Exercise prompt — How many of the lines below contain the word "clicks"? Only the number is wanted.

Study material —

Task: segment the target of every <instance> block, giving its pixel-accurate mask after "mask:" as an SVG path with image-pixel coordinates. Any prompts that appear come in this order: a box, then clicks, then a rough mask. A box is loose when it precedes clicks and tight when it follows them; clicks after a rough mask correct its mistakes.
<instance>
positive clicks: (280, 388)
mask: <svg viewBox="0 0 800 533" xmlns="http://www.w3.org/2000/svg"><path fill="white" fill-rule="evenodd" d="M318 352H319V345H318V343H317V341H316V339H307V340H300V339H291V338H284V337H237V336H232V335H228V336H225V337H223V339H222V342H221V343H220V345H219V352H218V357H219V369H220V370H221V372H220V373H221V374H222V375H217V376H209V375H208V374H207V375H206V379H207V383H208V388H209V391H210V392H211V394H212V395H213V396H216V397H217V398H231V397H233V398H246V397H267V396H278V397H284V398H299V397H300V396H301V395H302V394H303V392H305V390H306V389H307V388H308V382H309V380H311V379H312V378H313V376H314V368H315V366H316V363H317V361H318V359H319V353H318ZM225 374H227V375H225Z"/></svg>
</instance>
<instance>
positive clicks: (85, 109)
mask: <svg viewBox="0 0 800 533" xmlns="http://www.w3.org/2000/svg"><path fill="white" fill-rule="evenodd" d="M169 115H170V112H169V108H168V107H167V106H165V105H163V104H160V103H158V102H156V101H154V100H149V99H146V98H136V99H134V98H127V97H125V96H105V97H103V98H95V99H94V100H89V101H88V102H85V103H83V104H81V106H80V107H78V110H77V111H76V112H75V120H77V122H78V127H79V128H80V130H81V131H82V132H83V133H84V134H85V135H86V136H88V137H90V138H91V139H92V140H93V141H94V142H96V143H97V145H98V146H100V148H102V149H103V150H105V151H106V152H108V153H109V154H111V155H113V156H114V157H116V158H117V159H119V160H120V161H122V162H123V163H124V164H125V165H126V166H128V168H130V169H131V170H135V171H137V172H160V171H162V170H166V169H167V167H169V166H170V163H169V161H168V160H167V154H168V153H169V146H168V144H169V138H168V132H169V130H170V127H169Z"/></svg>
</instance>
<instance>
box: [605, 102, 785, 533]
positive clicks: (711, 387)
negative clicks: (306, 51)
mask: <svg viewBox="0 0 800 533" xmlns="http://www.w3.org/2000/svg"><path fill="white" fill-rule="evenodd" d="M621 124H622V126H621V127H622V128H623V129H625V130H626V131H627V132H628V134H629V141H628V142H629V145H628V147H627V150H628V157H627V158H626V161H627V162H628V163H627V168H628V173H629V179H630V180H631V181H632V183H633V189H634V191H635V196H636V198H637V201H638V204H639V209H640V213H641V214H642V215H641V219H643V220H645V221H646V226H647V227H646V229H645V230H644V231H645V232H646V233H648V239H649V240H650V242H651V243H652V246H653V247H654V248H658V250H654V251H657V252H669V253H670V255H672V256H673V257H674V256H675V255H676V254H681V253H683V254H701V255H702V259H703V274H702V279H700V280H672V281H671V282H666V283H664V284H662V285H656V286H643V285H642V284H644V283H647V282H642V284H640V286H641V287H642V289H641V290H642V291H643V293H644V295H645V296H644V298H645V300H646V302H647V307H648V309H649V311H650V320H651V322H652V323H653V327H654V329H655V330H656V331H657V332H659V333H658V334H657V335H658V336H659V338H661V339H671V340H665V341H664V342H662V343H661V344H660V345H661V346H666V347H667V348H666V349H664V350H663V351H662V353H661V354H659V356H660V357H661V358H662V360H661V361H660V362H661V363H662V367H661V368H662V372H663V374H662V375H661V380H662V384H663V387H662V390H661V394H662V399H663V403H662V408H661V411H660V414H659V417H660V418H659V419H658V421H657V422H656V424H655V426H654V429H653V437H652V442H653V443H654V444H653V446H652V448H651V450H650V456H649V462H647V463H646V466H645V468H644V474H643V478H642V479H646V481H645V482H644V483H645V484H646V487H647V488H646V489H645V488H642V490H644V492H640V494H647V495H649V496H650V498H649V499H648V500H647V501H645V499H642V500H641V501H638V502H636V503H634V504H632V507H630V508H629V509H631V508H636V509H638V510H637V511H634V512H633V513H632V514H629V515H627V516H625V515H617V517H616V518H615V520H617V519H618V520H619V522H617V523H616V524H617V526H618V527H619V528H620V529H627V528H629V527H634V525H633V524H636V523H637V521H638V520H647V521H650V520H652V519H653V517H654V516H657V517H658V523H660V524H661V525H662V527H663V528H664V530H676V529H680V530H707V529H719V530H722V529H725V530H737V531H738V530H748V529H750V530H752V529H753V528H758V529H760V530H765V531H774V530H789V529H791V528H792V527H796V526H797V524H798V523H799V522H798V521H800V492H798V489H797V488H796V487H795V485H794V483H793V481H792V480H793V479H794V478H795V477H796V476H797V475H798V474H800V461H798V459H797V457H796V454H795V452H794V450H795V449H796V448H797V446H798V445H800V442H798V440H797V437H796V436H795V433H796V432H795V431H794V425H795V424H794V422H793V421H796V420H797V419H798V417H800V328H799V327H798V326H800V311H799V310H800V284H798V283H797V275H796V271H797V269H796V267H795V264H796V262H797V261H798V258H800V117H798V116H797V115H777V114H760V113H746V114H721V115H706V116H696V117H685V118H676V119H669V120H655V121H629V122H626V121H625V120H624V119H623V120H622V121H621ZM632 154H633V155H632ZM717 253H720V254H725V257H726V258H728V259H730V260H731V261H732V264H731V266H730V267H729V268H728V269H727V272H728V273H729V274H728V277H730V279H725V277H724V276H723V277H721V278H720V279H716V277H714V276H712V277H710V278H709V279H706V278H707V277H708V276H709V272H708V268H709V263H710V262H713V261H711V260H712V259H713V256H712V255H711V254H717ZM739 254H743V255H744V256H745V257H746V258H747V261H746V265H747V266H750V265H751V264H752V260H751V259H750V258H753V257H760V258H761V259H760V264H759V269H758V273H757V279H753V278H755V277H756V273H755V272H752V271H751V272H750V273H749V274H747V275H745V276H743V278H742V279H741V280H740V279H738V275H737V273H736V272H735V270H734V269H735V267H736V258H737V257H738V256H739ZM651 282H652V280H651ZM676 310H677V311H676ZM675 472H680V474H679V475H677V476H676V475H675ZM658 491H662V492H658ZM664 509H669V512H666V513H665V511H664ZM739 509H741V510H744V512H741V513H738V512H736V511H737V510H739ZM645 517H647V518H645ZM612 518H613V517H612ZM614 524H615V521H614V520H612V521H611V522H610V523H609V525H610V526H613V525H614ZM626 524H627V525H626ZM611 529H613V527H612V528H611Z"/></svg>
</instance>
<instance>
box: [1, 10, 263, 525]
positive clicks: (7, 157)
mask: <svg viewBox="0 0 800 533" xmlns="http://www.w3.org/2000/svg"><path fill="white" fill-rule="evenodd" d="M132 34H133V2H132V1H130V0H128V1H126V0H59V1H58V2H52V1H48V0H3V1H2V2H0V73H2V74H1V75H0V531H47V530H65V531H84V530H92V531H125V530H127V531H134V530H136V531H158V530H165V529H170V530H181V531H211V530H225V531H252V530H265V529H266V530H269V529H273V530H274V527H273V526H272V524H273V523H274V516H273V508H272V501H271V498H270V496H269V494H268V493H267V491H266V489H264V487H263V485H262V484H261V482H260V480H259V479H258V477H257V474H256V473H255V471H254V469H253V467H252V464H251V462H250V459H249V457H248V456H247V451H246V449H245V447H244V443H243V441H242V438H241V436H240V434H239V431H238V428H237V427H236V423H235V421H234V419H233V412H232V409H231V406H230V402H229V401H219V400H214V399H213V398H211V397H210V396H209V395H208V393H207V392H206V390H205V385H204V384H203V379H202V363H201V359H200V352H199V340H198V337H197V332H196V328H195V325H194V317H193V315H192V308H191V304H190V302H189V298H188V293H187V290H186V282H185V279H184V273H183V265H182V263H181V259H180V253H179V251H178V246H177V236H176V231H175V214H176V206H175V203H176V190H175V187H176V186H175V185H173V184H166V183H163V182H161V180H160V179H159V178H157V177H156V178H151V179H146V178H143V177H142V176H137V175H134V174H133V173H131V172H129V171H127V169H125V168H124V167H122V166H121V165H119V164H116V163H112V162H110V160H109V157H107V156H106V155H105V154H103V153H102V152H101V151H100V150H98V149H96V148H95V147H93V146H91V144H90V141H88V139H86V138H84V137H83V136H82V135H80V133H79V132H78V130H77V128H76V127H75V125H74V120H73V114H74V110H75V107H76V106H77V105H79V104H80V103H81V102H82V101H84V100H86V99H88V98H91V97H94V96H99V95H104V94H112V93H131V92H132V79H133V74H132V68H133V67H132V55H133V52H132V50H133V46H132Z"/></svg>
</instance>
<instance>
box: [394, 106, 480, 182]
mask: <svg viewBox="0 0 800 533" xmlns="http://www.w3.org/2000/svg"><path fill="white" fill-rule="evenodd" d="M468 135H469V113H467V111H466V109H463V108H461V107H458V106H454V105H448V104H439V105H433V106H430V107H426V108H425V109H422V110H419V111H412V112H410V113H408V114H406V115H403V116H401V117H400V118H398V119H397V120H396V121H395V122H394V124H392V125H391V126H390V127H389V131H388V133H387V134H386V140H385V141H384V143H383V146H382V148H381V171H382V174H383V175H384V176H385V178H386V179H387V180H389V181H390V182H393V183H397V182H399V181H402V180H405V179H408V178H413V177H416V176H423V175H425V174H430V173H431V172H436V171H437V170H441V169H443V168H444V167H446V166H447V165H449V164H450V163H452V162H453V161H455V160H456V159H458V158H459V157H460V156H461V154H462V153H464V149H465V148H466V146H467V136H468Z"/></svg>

Answer to this task — 6